Format the data below as a numbered list, omitting any blank lines.

Items from a labeling collection:
▶

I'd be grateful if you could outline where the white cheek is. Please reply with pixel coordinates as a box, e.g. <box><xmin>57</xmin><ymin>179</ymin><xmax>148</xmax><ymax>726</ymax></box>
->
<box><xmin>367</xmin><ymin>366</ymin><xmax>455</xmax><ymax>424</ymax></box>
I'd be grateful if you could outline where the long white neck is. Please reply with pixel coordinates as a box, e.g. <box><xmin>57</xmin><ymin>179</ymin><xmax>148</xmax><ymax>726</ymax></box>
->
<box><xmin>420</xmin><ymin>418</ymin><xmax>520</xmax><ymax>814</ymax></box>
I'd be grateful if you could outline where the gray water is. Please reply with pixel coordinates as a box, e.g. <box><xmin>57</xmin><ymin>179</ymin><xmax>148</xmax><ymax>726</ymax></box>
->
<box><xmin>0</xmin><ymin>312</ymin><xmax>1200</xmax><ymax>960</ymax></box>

◀

> **Written answer**
1. I'd be grateful if you could outline where the white cheek is. Please reply with pixel coordinates as a box, e.g. <box><xmin>57</xmin><ymin>179</ymin><xmax>148</xmax><ymax>726</ymax></box>
2. ->
3. <box><xmin>367</xmin><ymin>366</ymin><xmax>455</xmax><ymax>424</ymax></box>
4. I'd be grateful if you could outline where the long white neck is. Please reply with pixel coordinates as a box, e.g. <box><xmin>57</xmin><ymin>179</ymin><xmax>148</xmax><ymax>726</ymax></box>
5. ->
6. <box><xmin>420</xmin><ymin>418</ymin><xmax>520</xmax><ymax>814</ymax></box>
7. I'd be grateful if you could outline where the gray water is. Please reply with pixel coordinates as a box, e.g. <box><xmin>57</xmin><ymin>179</ymin><xmax>148</xmax><ymax>726</ymax></box>
8. ->
9. <box><xmin>0</xmin><ymin>312</ymin><xmax>1200</xmax><ymax>960</ymax></box>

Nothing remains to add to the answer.